▸ WORK INSTRUCTIONS
Copy out only the span from the line with "on the cone-shaped" to the end of the data, both ends kept, word for word.

** Start of DATA IN THIS EXERCISE **

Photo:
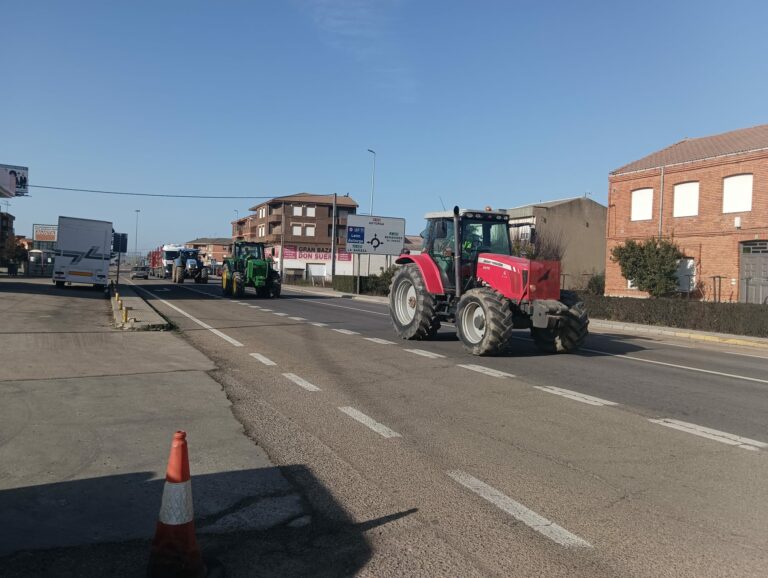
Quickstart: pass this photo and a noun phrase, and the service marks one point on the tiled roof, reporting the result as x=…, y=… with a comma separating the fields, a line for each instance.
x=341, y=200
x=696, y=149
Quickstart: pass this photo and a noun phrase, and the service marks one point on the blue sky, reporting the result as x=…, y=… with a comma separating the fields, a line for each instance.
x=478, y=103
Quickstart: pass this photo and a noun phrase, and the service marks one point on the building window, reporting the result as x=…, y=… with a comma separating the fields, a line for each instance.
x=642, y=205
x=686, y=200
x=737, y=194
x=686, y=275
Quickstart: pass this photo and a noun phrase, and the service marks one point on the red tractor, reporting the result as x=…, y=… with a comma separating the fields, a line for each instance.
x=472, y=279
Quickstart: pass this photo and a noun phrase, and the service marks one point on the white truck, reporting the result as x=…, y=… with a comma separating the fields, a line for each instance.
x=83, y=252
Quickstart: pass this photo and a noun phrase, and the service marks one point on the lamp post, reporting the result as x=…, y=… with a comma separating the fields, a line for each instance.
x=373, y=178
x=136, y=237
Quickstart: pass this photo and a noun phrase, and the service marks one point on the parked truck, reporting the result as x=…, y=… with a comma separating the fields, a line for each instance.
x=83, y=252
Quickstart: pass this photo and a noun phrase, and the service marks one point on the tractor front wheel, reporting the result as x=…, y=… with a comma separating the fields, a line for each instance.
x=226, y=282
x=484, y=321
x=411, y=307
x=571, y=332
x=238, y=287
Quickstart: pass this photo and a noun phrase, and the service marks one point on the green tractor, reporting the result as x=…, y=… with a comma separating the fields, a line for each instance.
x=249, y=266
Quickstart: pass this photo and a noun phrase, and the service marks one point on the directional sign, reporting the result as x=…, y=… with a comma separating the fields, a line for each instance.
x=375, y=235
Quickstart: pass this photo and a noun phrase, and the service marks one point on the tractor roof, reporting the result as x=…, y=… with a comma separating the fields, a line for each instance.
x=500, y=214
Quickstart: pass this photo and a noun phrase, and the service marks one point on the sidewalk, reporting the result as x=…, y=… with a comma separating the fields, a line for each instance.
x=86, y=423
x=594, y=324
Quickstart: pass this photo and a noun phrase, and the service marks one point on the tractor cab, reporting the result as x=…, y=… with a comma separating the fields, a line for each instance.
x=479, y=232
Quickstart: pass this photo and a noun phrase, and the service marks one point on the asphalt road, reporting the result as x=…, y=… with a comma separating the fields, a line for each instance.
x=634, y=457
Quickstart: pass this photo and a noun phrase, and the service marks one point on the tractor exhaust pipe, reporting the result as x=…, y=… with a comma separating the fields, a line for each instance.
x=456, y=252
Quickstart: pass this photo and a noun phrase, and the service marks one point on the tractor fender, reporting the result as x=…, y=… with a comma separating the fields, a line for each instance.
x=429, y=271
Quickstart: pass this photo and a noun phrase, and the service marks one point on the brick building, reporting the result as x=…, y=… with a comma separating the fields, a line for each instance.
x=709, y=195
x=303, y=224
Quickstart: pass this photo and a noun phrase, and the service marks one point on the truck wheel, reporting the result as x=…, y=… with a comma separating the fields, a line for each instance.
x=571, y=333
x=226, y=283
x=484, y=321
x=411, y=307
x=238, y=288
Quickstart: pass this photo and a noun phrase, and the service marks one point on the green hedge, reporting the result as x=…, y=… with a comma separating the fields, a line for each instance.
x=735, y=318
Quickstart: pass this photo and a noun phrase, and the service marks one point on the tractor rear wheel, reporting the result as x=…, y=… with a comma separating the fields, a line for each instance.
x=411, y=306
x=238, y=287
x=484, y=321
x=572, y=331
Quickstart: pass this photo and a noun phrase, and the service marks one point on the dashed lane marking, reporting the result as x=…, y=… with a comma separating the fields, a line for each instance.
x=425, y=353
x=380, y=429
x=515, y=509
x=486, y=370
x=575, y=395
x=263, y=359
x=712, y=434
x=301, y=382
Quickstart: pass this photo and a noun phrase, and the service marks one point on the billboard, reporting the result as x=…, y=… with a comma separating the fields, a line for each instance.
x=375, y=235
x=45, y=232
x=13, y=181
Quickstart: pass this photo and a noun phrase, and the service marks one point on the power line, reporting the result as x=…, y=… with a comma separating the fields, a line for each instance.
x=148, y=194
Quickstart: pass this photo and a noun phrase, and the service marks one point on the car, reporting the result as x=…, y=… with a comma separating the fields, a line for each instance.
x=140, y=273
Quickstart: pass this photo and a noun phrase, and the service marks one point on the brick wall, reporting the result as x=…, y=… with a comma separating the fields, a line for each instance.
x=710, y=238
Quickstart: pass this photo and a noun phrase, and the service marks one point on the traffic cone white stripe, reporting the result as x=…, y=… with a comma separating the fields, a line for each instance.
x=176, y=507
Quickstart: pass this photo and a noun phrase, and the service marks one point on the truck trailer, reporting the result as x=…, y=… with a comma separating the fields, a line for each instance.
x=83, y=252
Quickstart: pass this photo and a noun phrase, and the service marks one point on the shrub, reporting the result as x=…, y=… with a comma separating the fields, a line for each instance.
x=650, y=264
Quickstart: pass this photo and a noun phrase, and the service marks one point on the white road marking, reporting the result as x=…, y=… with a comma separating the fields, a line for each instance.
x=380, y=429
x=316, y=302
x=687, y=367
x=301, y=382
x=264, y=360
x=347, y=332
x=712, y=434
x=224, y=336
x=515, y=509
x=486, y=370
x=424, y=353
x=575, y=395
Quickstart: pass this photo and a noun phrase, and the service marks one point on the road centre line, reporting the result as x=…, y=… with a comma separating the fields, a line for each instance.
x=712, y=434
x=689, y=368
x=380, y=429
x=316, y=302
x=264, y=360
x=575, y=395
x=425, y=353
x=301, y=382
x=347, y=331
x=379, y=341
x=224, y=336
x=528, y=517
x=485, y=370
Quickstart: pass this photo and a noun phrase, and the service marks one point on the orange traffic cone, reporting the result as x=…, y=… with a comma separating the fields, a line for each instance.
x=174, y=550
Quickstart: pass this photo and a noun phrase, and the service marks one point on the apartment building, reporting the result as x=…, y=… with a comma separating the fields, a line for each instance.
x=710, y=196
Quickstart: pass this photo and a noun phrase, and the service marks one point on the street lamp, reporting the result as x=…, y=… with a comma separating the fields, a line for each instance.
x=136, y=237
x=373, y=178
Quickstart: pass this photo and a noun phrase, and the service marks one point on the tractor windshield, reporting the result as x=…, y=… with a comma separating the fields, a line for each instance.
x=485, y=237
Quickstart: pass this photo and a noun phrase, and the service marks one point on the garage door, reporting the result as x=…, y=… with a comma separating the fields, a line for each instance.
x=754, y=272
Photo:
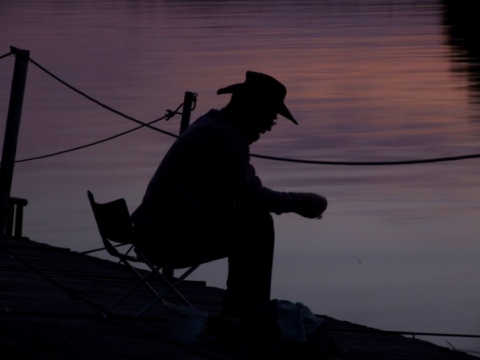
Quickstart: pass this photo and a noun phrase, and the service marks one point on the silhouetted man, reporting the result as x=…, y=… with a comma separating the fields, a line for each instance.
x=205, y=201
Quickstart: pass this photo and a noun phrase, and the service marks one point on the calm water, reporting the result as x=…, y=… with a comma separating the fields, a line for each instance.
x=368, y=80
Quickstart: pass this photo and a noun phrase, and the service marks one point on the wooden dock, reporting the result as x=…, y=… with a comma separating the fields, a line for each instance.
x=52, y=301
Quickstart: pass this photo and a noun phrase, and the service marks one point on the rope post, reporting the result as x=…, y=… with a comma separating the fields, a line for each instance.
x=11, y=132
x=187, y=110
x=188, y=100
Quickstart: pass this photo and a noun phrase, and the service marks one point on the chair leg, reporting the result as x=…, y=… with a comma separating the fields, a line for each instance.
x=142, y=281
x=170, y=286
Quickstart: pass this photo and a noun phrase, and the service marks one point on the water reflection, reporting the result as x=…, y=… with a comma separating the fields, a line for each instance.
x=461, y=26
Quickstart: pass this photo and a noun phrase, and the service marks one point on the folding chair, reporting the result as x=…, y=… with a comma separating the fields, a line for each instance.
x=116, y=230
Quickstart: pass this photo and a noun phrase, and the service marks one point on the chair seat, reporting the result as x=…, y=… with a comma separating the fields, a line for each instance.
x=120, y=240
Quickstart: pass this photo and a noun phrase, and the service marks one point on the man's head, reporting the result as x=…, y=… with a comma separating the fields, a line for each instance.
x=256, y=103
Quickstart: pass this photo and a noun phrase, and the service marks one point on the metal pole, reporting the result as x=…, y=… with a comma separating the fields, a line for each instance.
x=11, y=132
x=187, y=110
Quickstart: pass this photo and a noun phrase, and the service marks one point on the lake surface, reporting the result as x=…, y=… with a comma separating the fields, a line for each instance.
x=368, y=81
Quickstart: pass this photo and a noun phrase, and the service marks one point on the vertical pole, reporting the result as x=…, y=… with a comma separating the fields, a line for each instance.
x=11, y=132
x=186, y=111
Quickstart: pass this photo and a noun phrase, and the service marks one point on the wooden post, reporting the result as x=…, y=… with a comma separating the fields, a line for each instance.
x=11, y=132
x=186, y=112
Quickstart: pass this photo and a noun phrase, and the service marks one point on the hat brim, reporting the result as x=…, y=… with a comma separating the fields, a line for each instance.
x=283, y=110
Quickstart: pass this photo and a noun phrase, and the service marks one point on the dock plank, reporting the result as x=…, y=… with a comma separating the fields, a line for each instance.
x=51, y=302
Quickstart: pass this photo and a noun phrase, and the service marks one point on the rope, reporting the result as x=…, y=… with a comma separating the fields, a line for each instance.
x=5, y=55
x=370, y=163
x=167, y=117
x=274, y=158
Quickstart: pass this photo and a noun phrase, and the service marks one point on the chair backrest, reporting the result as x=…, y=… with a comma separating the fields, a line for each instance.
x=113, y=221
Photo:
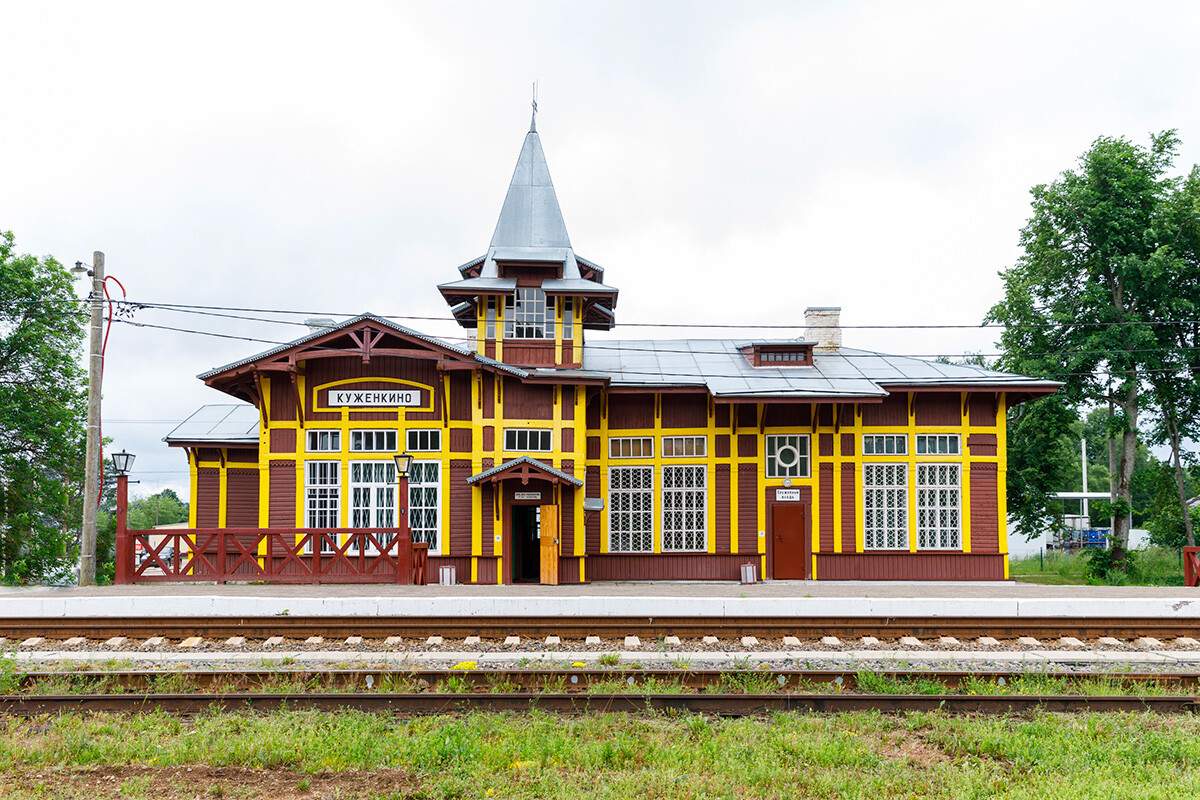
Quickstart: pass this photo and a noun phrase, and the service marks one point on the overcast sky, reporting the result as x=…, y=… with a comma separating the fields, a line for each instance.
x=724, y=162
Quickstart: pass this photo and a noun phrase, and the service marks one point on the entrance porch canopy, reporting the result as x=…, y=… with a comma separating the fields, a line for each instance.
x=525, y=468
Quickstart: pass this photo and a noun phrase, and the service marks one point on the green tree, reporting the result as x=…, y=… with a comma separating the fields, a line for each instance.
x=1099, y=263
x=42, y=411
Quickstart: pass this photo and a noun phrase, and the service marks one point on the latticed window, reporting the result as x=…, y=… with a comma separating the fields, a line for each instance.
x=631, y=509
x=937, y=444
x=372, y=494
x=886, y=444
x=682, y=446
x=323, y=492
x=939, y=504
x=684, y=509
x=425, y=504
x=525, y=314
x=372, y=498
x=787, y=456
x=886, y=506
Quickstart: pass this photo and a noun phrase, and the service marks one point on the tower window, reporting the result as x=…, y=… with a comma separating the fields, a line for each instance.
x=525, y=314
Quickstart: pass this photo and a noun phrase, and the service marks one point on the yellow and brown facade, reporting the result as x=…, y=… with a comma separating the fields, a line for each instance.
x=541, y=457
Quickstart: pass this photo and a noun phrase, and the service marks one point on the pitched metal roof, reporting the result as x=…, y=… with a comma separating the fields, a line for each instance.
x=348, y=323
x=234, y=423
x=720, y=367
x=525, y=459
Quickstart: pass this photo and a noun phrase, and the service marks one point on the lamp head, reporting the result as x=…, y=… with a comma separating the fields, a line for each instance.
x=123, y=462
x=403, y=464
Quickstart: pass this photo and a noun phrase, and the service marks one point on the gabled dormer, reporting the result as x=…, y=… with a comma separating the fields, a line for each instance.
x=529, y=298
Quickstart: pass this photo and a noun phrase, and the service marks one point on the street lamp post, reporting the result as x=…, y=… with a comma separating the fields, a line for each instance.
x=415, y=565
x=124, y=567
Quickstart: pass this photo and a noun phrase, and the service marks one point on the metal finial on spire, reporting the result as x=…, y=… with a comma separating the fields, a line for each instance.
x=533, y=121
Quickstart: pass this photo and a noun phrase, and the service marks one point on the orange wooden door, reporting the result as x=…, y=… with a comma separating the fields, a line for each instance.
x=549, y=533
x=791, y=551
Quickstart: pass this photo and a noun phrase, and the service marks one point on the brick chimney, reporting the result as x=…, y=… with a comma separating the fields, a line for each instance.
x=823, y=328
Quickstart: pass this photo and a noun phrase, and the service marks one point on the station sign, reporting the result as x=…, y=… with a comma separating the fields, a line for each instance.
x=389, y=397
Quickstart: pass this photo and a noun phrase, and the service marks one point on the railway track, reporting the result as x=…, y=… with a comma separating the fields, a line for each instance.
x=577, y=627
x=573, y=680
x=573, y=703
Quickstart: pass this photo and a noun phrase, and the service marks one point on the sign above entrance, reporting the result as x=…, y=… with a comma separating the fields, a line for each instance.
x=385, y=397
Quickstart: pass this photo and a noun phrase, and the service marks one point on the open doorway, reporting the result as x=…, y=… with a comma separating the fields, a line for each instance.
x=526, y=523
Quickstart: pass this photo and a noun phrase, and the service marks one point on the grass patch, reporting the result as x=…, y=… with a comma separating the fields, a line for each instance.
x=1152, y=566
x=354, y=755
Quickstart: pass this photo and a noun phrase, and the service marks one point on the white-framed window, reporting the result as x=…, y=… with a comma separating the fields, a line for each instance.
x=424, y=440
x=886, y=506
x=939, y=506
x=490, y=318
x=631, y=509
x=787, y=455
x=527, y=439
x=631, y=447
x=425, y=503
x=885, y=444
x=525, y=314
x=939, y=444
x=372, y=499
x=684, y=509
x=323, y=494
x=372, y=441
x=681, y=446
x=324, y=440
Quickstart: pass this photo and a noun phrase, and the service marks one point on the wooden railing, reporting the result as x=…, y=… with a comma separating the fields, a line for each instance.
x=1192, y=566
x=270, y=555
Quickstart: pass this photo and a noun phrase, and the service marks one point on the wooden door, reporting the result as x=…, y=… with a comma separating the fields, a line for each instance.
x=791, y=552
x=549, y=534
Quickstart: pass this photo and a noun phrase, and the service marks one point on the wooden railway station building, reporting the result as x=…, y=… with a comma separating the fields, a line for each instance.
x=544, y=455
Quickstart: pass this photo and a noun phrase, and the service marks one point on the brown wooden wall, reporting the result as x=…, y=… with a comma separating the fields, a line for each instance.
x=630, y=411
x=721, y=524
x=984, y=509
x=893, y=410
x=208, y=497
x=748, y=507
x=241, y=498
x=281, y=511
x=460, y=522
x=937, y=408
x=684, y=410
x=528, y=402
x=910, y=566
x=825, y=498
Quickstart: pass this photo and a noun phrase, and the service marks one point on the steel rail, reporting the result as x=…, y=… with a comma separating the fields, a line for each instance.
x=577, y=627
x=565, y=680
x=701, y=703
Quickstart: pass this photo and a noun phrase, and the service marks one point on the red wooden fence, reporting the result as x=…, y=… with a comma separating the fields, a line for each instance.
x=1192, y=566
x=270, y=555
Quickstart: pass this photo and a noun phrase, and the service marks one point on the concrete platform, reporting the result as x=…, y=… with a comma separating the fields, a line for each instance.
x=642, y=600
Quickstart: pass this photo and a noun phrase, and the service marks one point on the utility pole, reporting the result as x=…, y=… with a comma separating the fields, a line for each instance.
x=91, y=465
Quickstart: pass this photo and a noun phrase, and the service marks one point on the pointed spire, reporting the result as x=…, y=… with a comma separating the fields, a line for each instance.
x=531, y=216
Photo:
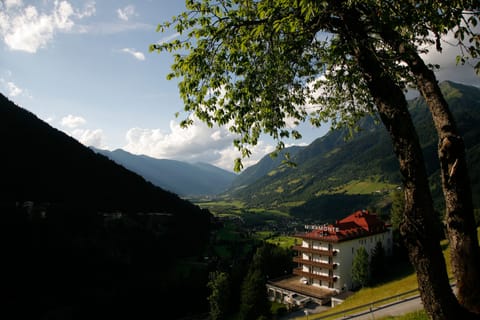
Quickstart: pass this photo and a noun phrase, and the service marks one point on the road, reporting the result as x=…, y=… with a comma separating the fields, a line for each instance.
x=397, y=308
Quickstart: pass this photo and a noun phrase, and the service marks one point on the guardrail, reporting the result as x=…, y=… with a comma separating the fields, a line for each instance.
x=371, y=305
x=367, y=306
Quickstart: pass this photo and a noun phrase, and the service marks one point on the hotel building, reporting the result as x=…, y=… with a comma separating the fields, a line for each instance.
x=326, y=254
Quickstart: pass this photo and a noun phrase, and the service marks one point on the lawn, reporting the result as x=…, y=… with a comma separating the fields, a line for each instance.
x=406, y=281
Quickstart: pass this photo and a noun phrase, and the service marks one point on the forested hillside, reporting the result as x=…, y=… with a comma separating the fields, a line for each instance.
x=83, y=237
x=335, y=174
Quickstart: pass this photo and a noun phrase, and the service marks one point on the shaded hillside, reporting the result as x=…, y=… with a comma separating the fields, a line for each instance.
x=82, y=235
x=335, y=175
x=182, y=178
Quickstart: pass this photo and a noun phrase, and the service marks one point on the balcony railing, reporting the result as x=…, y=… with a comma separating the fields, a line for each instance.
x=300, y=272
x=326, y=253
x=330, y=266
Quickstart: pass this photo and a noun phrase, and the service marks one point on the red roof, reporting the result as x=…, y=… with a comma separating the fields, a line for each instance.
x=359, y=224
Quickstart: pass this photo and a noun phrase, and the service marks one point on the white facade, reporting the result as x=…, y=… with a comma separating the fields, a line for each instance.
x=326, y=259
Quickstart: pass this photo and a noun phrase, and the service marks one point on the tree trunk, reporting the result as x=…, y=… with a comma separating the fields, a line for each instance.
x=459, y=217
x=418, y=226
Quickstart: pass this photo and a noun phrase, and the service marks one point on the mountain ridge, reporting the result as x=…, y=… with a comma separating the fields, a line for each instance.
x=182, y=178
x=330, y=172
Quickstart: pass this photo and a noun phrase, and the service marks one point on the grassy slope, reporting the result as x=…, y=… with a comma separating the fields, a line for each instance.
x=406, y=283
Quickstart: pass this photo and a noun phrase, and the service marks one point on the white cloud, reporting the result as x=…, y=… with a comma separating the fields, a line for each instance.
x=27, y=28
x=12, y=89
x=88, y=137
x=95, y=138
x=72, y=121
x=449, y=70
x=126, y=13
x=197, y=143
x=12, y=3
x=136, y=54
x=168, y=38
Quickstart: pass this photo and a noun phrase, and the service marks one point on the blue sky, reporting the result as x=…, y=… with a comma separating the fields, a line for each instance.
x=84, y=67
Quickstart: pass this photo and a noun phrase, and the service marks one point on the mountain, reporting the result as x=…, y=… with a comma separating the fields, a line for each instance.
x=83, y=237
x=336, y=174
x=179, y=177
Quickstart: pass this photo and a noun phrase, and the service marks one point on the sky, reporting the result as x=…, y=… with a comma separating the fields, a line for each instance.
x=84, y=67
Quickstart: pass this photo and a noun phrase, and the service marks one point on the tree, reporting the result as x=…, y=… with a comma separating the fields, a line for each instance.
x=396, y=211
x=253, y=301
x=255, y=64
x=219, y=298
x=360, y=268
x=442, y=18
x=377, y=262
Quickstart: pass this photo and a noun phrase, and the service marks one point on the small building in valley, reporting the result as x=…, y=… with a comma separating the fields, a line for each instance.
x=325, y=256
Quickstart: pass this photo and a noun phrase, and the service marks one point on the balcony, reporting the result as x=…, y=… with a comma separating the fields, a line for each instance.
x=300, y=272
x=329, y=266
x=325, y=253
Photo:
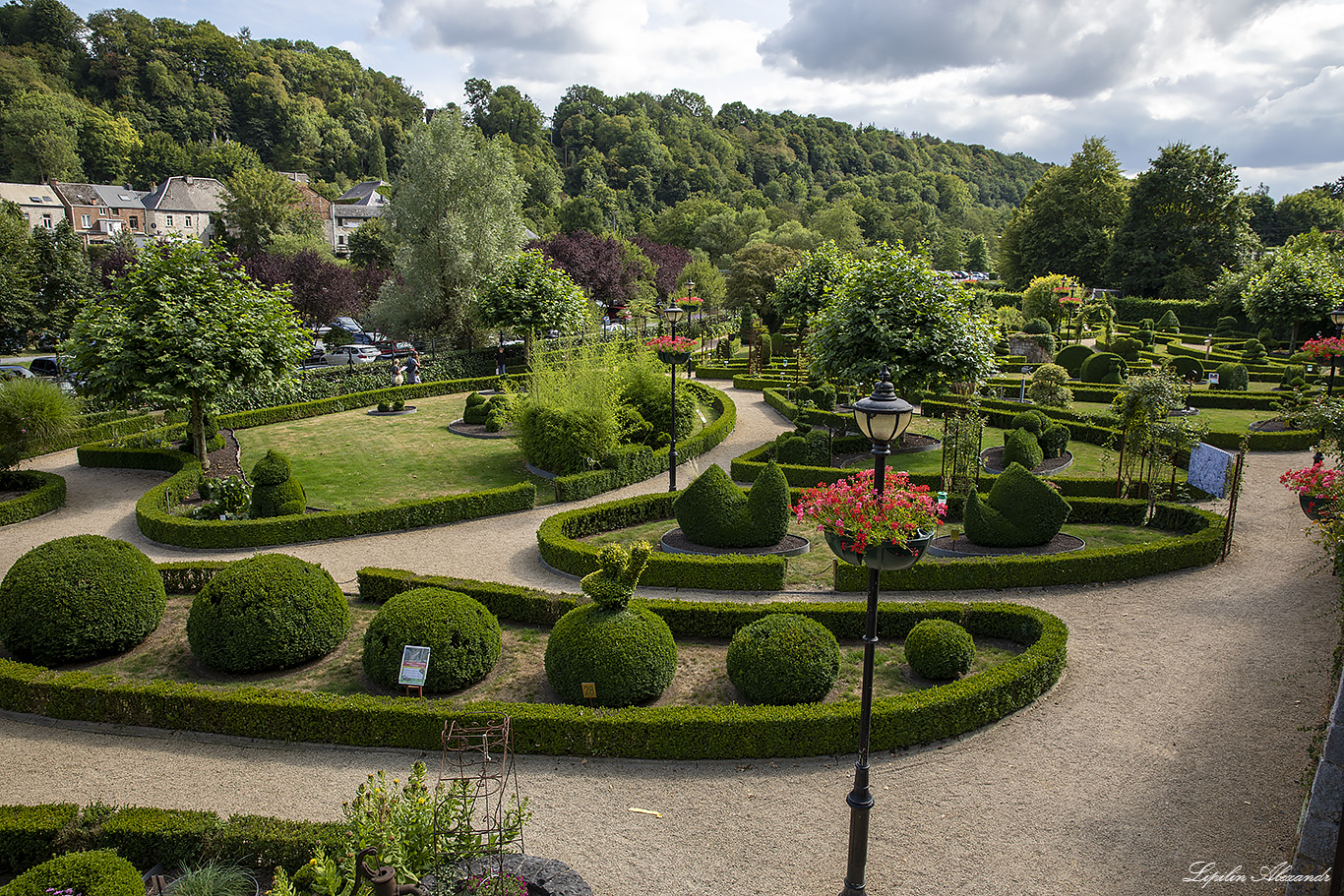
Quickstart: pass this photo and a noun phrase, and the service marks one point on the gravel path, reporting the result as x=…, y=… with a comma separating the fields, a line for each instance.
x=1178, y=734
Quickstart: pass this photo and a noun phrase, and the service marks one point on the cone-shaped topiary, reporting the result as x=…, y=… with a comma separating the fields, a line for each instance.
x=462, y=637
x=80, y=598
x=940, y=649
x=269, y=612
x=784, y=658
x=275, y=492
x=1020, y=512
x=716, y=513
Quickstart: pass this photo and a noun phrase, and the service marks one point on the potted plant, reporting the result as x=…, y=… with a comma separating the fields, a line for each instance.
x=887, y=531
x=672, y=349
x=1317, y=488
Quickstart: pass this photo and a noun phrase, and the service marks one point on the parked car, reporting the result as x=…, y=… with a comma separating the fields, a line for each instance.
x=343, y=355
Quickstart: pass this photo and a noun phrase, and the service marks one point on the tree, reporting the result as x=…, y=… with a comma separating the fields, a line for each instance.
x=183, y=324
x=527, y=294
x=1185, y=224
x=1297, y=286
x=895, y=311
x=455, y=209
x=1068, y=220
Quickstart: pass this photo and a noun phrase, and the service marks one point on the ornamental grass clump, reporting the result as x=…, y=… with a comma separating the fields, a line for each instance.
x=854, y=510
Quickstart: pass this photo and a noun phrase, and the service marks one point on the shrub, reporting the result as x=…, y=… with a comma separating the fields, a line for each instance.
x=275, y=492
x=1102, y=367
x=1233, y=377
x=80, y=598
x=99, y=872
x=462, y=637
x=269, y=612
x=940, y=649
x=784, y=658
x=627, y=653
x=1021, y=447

** End of DATA IN THIS EXERCISE **

▸ CORRECT OUTPUT
Quickstart: pass this photo and a noun phrase, and the service marks one point on the cone-shaped topiary, reporting the result as x=…, y=… with a comma separating the fields, a line for each instance.
x=462, y=637
x=80, y=598
x=940, y=649
x=269, y=612
x=784, y=658
x=275, y=492
x=1020, y=512
x=716, y=513
Quickstart: pass this photo and a noun phrase, and the service marks one point on the potted plant, reporting the result as x=…, y=… with a comma separating the fields, a line for each instance.
x=887, y=531
x=672, y=349
x=1317, y=488
Quickstart: pass this photo and a noun phrase, and the service marks one point on the parked car, reporting the result as x=…, y=… with a comma separating the fields, a line for each instance.
x=343, y=355
Quickstart: pass this photo and a noun phrase, and the service marks one point on the tree, reporting the result as x=…, y=… with a comma separating the fields, a line for each instance.
x=183, y=324
x=527, y=294
x=1185, y=224
x=1297, y=286
x=895, y=311
x=455, y=209
x=1068, y=220
Quickstart: pass this photo and a noun phrase, and the service marks one point on the ornamental grass clump, reporting the result as x=…, y=… with a comma separating the fields, a line for each instance.
x=854, y=510
Quickstart: pass this photo and a noun phrase, and the service marks one point on the shrub, reporting the result as x=…, y=… with a comma separating the fields, a line for each instance.
x=275, y=492
x=1102, y=367
x=1233, y=377
x=80, y=598
x=99, y=872
x=462, y=637
x=269, y=612
x=940, y=649
x=784, y=658
x=627, y=653
x=1021, y=447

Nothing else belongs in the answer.